Your answer should hold exactly the lines from the one containing "Target: bush" through the end of the material, and no others.
**** Provided records ****
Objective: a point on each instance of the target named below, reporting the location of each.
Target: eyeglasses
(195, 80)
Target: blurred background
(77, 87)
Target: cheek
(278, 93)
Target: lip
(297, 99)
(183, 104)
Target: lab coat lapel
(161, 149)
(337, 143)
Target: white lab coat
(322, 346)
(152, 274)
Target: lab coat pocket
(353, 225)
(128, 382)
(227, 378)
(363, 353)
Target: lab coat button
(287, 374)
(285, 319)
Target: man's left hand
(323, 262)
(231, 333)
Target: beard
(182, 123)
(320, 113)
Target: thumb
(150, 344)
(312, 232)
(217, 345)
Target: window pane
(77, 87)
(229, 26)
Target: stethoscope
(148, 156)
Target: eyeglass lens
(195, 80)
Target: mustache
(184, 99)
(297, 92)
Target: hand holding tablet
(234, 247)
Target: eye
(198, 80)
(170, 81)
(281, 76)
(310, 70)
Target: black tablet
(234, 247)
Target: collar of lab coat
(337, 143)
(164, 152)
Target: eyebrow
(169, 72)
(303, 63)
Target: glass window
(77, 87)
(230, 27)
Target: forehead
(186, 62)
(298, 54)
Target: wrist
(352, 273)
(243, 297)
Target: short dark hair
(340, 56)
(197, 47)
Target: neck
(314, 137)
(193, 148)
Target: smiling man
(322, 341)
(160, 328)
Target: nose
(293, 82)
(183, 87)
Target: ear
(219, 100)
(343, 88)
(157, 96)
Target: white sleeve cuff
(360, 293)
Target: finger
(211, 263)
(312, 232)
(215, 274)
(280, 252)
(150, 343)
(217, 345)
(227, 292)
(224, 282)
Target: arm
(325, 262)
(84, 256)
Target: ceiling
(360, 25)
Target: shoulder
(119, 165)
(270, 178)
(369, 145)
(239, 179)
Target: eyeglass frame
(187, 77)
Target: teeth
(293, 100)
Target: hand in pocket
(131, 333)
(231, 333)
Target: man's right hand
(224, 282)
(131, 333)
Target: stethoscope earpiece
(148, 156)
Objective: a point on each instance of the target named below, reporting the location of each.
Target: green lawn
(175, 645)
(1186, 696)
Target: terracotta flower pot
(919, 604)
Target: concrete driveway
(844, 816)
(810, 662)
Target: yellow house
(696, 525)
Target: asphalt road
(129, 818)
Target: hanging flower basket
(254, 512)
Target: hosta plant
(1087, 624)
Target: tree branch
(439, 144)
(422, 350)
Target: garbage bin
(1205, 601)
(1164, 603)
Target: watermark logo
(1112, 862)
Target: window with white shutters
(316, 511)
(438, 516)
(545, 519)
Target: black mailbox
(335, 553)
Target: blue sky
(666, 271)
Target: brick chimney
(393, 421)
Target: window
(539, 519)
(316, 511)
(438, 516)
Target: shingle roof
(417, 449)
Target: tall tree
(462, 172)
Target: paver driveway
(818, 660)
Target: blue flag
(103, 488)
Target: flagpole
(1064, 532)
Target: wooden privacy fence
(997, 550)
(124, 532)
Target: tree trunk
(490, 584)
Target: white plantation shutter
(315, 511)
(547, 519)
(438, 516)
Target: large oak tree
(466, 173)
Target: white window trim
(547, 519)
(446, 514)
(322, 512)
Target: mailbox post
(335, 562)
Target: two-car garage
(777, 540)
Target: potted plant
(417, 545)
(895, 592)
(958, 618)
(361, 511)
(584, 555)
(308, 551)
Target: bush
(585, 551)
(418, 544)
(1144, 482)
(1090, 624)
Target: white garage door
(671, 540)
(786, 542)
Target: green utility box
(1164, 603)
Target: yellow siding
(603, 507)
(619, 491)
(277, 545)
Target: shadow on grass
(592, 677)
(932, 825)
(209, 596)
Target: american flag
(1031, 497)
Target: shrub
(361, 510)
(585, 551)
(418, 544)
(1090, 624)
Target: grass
****
→ **Reply to the exercise**
Target: bush
(585, 551)
(418, 544)
(1144, 482)
(1090, 624)
Target: white garage door
(671, 540)
(786, 542)
Target: green utility box
(1164, 603)
Target: yellow siding
(603, 507)
(619, 491)
(277, 545)
Target: shadow on grass
(592, 677)
(932, 825)
(209, 596)
Target: american flag
(1031, 497)
Target: shrub
(361, 510)
(585, 551)
(418, 544)
(1090, 624)
Target: grass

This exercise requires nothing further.